
    Speaking of home health- in home health, a nurse would go in and do an admission visit, evaluate the patient and write a plan of care for the patient's home nursing needs. The physician signs that plan of care but it's a NURSING plan of care and the nurse is practicing nursing, not medicine, when she visits the patient at his home. An OT in home health would do something similar and the OT plan of care would also require a physician signature. Medicare rules.

    In my current role, there are not even any physicians employed by my company. I receive my referrals from NURSE Case Managers. The MDs write prescriptions for the patient's home infusion needs but I, independently or with my Pharmacist, decide on what method of administration I will teach the family, whether or not the patient is appropriate for home care and, initially, what they need as far as nursing support goes at home until the field nurse goes out and makes her own assessment.
  8. by   elkpark
    Quote from EliApril
    Sorry, I may not have put it clearly... By flexibility I meant is that, as far as I understand, nurses just strictly implement a physician's instructions, IVs, meds, etc as opposed to OTs having to create a treatment plan, nurses practice medicine where every challenge has one correct answer, as opposed to therapy which can use so many activities and approaches to resolve problems... I have a feeling that nurses need a really good memory just to remember a huge body of knowledge, and then it is just using this same knowledge daily.... Am I wrong?
    Yes, you're wrong. Really wrong. You may want to do some more research about nursing before you make a decision.

    However, for what it's worth, the OTs I've known over the years have been a lot happier being OTs than most of the nurses I've known have been happy being nurses.

Records from a dataset
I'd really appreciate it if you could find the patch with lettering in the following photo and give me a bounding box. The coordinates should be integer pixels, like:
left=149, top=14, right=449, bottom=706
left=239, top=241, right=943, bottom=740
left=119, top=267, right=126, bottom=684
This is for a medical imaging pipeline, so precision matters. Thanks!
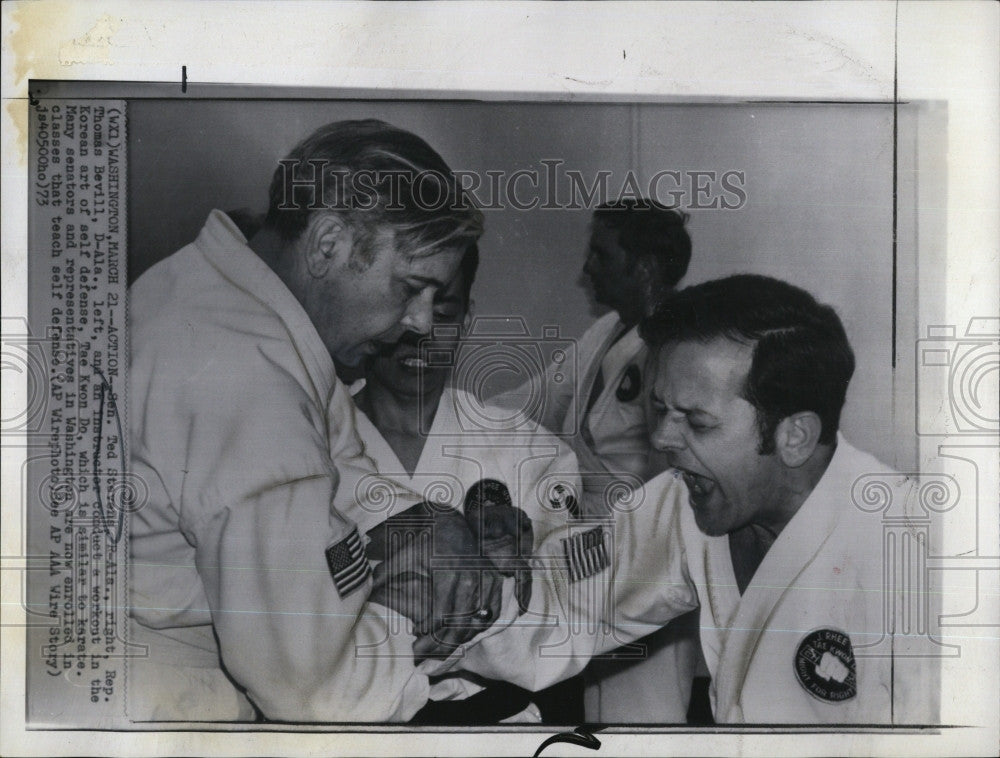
left=562, top=526, right=610, bottom=582
left=615, top=363, right=642, bottom=403
left=325, top=527, right=372, bottom=599
left=549, top=482, right=580, bottom=518
left=795, top=629, right=858, bottom=703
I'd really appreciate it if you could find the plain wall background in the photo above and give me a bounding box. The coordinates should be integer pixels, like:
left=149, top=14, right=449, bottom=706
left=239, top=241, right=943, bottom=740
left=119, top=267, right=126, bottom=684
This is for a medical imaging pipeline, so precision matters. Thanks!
left=128, top=100, right=912, bottom=465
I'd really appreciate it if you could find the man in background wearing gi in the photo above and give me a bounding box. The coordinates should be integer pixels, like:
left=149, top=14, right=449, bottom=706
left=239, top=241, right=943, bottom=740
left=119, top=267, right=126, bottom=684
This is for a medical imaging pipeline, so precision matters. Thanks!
left=129, top=121, right=502, bottom=722
left=572, top=199, right=698, bottom=723
left=354, top=244, right=582, bottom=724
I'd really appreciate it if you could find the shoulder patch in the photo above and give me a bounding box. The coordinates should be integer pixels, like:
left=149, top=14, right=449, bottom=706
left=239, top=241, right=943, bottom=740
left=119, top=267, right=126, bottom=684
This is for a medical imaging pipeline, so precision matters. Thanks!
left=562, top=526, right=610, bottom=582
left=325, top=527, right=372, bottom=599
left=615, top=363, right=642, bottom=403
left=795, top=629, right=858, bottom=703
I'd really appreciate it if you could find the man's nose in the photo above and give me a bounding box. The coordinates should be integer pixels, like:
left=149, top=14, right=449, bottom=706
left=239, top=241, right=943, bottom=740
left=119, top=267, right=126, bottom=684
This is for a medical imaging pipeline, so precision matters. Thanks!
left=649, top=412, right=687, bottom=451
left=400, top=287, right=434, bottom=335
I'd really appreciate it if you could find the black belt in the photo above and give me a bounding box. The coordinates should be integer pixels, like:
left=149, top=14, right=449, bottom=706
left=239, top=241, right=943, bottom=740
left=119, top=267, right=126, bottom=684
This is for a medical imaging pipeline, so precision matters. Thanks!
left=410, top=682, right=531, bottom=726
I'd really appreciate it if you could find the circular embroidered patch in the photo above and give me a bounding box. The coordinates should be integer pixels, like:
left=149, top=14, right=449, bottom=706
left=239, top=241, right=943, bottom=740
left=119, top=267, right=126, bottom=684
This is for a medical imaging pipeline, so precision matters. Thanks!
left=795, top=629, right=858, bottom=703
left=615, top=363, right=642, bottom=403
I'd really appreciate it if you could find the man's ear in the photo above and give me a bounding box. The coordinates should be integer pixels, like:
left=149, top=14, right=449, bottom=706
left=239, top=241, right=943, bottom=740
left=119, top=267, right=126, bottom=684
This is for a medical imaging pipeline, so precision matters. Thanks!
left=302, top=211, right=354, bottom=279
left=774, top=411, right=823, bottom=468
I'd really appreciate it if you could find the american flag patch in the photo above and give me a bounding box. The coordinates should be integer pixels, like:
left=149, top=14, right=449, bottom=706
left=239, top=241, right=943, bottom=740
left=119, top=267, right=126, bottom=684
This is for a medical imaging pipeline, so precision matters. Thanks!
left=326, top=527, right=372, bottom=599
left=562, top=526, right=608, bottom=582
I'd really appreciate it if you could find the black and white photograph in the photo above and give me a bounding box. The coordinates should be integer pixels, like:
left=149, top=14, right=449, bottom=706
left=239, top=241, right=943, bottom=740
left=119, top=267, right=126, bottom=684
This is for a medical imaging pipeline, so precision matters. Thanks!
left=2, top=1, right=1000, bottom=755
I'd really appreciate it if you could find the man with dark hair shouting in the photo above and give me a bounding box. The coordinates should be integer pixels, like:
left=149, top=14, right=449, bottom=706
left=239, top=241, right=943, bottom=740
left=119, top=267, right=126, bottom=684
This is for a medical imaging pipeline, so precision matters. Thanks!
left=618, top=275, right=939, bottom=724
left=462, top=275, right=940, bottom=725
left=129, top=121, right=502, bottom=721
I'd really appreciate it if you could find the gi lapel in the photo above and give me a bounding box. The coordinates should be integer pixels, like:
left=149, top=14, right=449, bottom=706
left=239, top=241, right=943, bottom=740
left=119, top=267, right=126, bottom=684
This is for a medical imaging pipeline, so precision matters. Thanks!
left=715, top=439, right=850, bottom=721
left=580, top=319, right=627, bottom=448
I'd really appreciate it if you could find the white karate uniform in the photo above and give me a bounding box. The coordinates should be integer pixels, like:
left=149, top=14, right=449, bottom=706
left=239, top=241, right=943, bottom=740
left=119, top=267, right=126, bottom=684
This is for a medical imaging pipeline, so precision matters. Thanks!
left=504, top=311, right=649, bottom=479
left=355, top=386, right=580, bottom=722
left=497, top=311, right=699, bottom=723
left=614, top=438, right=939, bottom=724
left=128, top=211, right=428, bottom=721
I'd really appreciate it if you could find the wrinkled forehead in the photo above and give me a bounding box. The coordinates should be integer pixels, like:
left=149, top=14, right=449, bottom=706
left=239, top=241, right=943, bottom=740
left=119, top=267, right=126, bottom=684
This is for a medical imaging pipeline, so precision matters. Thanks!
left=650, top=337, right=753, bottom=407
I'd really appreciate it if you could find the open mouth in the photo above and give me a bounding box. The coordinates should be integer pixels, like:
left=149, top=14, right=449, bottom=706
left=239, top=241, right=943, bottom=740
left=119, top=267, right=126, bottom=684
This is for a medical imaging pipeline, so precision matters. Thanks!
left=674, top=466, right=715, bottom=508
left=399, top=355, right=427, bottom=371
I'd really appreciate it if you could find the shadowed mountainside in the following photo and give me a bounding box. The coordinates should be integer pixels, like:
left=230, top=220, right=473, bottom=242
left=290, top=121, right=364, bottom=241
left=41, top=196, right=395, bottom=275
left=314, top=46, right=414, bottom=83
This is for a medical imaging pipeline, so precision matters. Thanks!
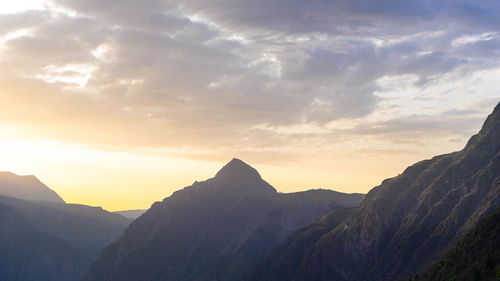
left=0, top=176, right=131, bottom=281
left=113, top=209, right=147, bottom=220
left=245, top=208, right=356, bottom=281
left=417, top=203, right=500, bottom=281
left=288, top=99, right=500, bottom=281
left=83, top=159, right=364, bottom=281
left=248, top=99, right=500, bottom=281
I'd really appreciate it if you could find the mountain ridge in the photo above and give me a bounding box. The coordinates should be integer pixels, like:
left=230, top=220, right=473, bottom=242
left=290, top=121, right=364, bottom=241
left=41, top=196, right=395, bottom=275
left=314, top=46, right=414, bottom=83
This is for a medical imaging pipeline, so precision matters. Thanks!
left=0, top=172, right=66, bottom=203
left=82, top=159, right=364, bottom=281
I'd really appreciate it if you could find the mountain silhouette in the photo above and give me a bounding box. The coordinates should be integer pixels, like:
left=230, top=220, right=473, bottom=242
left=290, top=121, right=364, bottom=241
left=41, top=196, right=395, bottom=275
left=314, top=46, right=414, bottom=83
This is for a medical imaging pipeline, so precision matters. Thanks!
left=0, top=172, right=64, bottom=203
left=249, top=101, right=500, bottom=281
left=83, top=159, right=364, bottom=281
left=0, top=176, right=131, bottom=281
left=416, top=203, right=500, bottom=281
left=113, top=209, right=147, bottom=220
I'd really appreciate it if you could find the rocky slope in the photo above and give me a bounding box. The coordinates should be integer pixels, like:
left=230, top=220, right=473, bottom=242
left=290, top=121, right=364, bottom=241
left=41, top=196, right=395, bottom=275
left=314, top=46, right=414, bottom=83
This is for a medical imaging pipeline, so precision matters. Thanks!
left=288, top=105, right=500, bottom=281
left=248, top=99, right=500, bottom=281
left=0, top=183, right=131, bottom=281
left=417, top=203, right=500, bottom=281
left=113, top=209, right=147, bottom=220
left=0, top=172, right=64, bottom=203
left=245, top=208, right=356, bottom=281
left=83, top=159, right=363, bottom=281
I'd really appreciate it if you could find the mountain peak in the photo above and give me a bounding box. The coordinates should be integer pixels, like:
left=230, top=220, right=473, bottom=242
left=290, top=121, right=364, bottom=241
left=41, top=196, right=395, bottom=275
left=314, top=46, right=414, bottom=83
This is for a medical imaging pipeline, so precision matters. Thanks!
left=0, top=172, right=65, bottom=203
left=215, top=158, right=262, bottom=180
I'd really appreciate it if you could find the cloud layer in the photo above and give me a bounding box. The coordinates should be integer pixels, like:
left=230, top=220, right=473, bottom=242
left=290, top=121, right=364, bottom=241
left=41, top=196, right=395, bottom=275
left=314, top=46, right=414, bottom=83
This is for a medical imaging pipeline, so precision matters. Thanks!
left=0, top=0, right=500, bottom=161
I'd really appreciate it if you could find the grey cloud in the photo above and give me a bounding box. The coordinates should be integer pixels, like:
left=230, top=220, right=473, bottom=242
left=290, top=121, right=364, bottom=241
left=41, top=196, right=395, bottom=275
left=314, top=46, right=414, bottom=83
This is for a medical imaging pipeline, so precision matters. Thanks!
left=0, top=0, right=500, bottom=162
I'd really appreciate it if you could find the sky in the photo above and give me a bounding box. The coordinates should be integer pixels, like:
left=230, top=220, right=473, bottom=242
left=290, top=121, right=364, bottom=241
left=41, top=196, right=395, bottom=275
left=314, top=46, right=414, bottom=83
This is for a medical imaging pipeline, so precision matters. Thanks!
left=0, top=0, right=500, bottom=210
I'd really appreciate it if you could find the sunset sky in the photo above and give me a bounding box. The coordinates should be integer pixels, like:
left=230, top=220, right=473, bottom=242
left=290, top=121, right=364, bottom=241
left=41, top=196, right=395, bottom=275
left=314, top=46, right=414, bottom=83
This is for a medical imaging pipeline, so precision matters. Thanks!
left=0, top=0, right=500, bottom=210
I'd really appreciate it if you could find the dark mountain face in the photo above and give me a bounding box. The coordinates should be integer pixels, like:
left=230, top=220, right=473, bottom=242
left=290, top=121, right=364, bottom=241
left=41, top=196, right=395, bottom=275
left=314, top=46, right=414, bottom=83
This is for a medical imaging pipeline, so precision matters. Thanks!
left=113, top=209, right=147, bottom=220
left=245, top=208, right=356, bottom=281
left=0, top=202, right=85, bottom=281
left=276, top=101, right=500, bottom=281
left=83, top=159, right=363, bottom=281
left=0, top=172, right=64, bottom=203
left=0, top=192, right=131, bottom=281
left=417, top=203, right=500, bottom=281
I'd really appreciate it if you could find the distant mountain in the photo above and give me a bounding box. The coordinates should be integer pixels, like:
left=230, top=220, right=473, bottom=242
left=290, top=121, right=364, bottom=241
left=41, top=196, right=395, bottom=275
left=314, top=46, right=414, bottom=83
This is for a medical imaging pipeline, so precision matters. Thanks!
left=0, top=179, right=131, bottom=281
left=0, top=172, right=64, bottom=203
left=83, top=159, right=364, bottom=281
left=417, top=203, right=500, bottom=281
left=0, top=202, right=86, bottom=281
left=113, top=210, right=147, bottom=220
left=251, top=101, right=500, bottom=281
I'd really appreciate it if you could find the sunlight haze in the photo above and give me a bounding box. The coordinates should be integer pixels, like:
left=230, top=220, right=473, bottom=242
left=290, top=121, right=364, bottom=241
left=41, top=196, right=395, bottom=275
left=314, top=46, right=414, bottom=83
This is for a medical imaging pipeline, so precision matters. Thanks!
left=0, top=0, right=500, bottom=210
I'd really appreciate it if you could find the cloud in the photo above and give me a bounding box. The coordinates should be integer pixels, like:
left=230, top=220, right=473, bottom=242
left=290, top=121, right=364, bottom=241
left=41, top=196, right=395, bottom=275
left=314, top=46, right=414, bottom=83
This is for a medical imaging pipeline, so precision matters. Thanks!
left=0, top=0, right=500, bottom=162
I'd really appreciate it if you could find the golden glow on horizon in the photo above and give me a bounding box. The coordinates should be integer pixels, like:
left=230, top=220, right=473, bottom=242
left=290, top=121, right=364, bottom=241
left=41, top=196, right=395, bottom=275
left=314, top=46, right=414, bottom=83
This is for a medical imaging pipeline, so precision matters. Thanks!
left=0, top=130, right=464, bottom=211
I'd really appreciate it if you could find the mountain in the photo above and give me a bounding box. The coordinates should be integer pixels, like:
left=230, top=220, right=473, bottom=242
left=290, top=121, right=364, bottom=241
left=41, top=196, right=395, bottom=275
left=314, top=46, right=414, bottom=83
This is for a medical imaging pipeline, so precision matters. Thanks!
left=245, top=208, right=356, bottom=280
left=0, top=172, right=64, bottom=203
left=0, top=180, right=131, bottom=281
left=113, top=210, right=147, bottom=220
left=0, top=202, right=85, bottom=281
left=83, top=159, right=364, bottom=281
left=251, top=99, right=500, bottom=281
left=417, top=203, right=500, bottom=281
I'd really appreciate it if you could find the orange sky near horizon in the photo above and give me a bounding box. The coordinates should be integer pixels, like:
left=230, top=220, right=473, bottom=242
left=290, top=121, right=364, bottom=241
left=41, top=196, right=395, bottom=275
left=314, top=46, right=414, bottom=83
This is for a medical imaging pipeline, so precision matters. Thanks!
left=0, top=0, right=500, bottom=211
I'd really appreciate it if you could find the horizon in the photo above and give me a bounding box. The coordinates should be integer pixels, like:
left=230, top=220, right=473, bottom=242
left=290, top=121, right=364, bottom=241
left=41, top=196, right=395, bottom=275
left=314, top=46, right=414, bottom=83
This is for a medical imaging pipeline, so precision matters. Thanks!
left=0, top=0, right=500, bottom=210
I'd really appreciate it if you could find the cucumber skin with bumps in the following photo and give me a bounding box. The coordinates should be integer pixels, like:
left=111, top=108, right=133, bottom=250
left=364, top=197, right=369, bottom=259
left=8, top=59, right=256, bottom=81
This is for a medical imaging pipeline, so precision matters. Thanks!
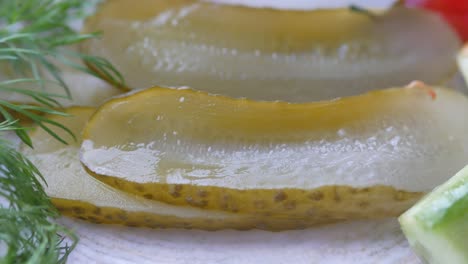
left=399, top=166, right=468, bottom=264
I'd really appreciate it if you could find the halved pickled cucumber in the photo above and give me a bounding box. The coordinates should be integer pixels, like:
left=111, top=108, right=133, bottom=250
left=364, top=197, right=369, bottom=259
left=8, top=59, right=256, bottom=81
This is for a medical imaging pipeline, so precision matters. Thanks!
left=399, top=167, right=468, bottom=264
left=23, top=108, right=338, bottom=230
left=83, top=0, right=460, bottom=102
left=81, top=86, right=468, bottom=218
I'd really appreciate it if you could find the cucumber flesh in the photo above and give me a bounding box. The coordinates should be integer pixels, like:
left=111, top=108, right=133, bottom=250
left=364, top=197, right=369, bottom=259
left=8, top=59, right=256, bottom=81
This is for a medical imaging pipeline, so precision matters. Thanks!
left=399, top=166, right=468, bottom=264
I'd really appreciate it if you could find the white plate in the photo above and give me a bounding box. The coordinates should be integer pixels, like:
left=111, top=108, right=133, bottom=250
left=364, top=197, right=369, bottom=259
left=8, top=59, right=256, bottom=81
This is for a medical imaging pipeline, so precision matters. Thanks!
left=62, top=218, right=420, bottom=264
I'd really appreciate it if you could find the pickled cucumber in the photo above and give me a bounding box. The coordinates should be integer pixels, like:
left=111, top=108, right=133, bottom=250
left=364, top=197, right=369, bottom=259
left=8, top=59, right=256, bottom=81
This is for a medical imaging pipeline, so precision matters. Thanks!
left=399, top=167, right=468, bottom=264
left=82, top=0, right=460, bottom=102
left=23, top=107, right=338, bottom=230
left=81, top=85, right=468, bottom=218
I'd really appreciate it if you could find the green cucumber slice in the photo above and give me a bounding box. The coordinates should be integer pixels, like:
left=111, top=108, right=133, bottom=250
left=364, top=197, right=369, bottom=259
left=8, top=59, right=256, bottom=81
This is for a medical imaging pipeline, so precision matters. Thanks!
left=399, top=166, right=468, bottom=264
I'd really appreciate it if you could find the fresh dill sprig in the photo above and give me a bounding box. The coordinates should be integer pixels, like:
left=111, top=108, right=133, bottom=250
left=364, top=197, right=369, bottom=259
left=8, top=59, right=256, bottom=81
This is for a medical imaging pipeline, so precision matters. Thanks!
left=0, top=0, right=123, bottom=263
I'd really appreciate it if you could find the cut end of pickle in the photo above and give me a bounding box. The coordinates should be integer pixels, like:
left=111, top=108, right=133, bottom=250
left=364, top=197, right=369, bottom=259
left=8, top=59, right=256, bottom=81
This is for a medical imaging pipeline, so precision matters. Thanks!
left=81, top=88, right=468, bottom=217
left=83, top=0, right=460, bottom=102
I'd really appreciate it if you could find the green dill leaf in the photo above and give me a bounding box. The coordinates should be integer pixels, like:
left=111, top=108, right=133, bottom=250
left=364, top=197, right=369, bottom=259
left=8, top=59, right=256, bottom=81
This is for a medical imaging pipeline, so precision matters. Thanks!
left=0, top=0, right=124, bottom=264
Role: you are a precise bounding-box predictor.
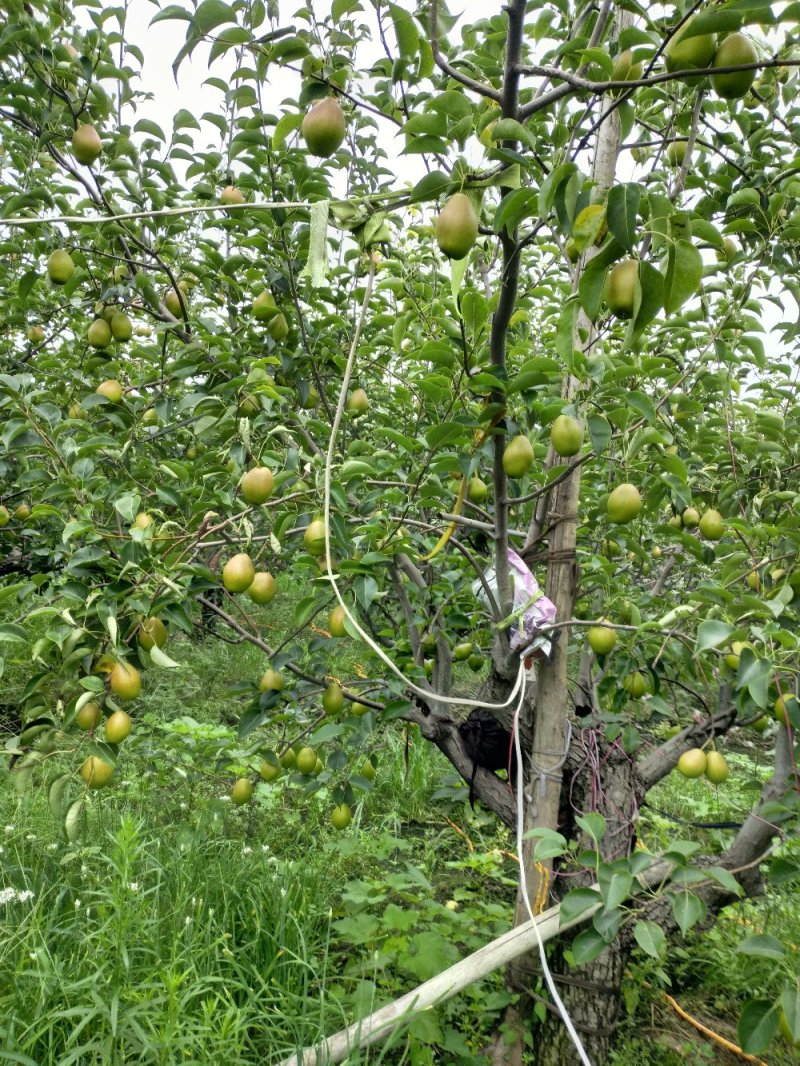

● INSTRUCTIONS:
1. In the forum text, from whom does the writer receive referrals in the current role?
2. Return the passage of the forum text starting at "Yes, you're wrong." and ending at "happy being nurses.", copied word for word.
Use only the forum text to complete each task.

● EXERCISE SOLUTIONS:
1. From nurse case managers.

2.
Yes, you're wrong. Really wrong. You may want to do some more research about nursing before you make a decision.

    However, for what it's worth, the OTs I've known over the years have been a lot happier being OTs than most of the nurses I've known have been happy being nurses.